# Zu lösende Aufgaben
- 1) Als welches Vergehen wurde Münzfälschung im Alten Rom laut dem Seitenauszug verfolgt und bestraft?
- 2) Ermitteln Sie jede Zeile der Datensätze, in der die Zeichenfolge „grass“ vorkommt. Groß- und Kleinschreibung ist dabei zu beachten.

# Seitenauszug
Altamura hat geschrieben:Chandragupta hat geschrieben:... Natürlich wurde auch außerhalb Athens per Hieb geprüft. Dann auch gern mal im Avers. Ein antiker Athener hätte das rein zu Testzwecken allerdings NIEMALS gemacht, denn damit hätte er ja das heilige Bild der Stadtgöttin zerstört - aus Sicht der Griechen ein extrem schlimmer religiöser Frevel! ...
Mein Eindruck ist da eher, dass beim Geld die Pietät schnell endet, quer über die Zeiten und Kulturen hinweg

.
... Mit einer FÄLSCHUNG konnte/sollte man das aber machen. ...
Wieso? Eine Fälschung ist auch ein Bild der Stadtgöttin

. Aber vielleicht kann ich mich da auch nur nicht tief genug in die Gedankenwelt der Alten Griechen einleben
Vielleicht hierzu noch einmal kurz zur Klarstellung (und ja: ich
weiß natürlich, was ein Blinzel-Smilie ist ...

):
Bedenke z.B., daß im Alten Rom (okay, das ist zwar eine andere, aber auch antike Kultur...) Münzfälschung nicht als Wirtschaftsverbrechen (z.B. im Sinne von Betrug, oder wie auch immer) verfolgt und bestraft wurde, sondern als
Majestätsbeleidigung (crimen laesae maiestatis): Nach gängiger Denke hat der Münzfälscher also durch seine Tat den Kaiser beleidigt, denn
nur der hatte das Recht, mit seinem Bild die Guthaltigkeit/Echtheit der Münzen zu "zertifizieren".

# Bereitgestellte Datensätze

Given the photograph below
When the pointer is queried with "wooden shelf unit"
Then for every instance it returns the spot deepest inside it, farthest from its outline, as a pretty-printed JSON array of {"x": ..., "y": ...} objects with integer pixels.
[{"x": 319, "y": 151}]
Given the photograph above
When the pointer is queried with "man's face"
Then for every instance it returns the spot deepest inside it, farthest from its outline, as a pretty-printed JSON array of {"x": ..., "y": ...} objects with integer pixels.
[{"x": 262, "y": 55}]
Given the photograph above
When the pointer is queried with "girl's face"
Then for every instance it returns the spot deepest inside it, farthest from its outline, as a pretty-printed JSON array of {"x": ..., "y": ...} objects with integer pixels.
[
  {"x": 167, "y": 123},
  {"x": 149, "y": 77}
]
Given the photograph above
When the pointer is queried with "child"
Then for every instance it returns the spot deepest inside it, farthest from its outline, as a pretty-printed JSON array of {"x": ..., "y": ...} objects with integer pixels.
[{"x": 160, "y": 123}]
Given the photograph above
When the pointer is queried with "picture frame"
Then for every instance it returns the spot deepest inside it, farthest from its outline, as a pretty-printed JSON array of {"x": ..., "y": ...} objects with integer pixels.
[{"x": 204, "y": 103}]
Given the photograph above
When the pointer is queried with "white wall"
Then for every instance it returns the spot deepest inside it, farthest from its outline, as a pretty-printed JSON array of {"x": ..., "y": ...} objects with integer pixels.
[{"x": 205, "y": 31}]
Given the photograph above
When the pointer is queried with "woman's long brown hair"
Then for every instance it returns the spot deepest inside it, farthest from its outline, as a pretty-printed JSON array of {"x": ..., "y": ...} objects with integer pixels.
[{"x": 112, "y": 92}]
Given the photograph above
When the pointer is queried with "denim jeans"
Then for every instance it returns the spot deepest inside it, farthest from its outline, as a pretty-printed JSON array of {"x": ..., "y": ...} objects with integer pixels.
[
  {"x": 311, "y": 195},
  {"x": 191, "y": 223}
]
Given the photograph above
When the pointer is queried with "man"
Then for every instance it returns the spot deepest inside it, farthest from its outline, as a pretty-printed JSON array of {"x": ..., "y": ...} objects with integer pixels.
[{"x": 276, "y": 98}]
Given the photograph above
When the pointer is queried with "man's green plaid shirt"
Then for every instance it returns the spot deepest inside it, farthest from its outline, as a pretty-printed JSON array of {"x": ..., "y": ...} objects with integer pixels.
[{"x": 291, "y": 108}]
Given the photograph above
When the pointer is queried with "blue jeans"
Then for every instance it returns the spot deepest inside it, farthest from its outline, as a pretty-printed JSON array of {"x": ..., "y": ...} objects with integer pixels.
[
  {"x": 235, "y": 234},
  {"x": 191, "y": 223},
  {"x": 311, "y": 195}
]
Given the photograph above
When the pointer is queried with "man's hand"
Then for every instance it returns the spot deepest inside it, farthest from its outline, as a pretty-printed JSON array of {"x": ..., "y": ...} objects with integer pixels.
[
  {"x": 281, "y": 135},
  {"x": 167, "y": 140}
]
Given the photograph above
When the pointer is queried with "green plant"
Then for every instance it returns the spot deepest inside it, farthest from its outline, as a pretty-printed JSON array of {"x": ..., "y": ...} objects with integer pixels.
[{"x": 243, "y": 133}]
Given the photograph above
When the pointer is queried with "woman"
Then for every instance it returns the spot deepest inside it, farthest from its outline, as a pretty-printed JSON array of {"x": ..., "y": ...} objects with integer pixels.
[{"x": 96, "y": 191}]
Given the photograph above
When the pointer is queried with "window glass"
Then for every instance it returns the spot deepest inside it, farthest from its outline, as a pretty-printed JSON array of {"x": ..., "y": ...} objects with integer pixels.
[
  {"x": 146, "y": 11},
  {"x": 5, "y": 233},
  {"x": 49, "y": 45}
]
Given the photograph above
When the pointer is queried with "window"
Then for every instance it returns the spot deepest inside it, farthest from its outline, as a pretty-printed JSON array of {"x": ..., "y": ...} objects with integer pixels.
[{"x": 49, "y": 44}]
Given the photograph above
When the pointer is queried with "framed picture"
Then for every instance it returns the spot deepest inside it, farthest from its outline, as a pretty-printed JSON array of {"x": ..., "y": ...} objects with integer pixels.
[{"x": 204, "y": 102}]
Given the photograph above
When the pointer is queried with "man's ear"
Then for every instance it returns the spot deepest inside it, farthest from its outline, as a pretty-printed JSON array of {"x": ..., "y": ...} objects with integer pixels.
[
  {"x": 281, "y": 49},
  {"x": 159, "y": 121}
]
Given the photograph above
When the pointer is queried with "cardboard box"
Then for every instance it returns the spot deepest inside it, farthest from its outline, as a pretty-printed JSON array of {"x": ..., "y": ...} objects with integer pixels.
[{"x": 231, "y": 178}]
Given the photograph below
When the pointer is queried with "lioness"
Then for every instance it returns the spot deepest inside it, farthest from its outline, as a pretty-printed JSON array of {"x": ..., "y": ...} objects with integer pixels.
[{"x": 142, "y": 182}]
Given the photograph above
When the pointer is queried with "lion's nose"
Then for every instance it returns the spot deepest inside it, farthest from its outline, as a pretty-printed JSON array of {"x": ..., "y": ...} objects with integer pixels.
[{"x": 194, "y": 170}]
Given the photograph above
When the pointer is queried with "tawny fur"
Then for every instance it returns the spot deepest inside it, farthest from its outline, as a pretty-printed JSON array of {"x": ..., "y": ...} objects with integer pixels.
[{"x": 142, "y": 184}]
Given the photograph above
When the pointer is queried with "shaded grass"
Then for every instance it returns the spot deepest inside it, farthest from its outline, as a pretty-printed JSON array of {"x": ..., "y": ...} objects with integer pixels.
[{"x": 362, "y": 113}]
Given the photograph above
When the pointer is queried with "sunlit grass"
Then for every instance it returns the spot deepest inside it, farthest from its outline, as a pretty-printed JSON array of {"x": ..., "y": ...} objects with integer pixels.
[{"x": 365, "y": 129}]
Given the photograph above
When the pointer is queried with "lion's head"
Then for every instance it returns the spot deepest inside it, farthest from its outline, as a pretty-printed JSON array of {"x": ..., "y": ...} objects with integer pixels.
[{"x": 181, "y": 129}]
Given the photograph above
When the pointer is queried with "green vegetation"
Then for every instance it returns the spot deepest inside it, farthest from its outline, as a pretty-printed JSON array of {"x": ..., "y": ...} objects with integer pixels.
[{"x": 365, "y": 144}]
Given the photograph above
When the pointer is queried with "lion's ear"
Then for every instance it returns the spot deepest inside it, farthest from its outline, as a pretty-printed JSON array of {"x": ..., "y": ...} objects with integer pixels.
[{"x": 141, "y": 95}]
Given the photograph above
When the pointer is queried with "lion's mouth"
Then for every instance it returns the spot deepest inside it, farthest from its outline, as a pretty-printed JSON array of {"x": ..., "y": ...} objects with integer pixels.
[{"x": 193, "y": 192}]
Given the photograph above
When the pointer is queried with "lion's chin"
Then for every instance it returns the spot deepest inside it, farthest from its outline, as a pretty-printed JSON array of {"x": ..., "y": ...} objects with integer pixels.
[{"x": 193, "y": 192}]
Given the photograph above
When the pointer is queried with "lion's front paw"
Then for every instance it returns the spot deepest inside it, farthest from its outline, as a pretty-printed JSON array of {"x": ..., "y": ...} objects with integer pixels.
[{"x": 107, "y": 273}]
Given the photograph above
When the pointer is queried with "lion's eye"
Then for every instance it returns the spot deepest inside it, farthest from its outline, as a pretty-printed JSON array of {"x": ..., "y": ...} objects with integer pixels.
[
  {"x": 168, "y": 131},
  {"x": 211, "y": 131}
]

# Erwartete Ausgaben
- 1) Als Majestätsbeleidigung (crimen laesae maiestatis).

- 2)
When the pointer is queried with "shaded grass"
When the pointer is queried with "sunlit grass"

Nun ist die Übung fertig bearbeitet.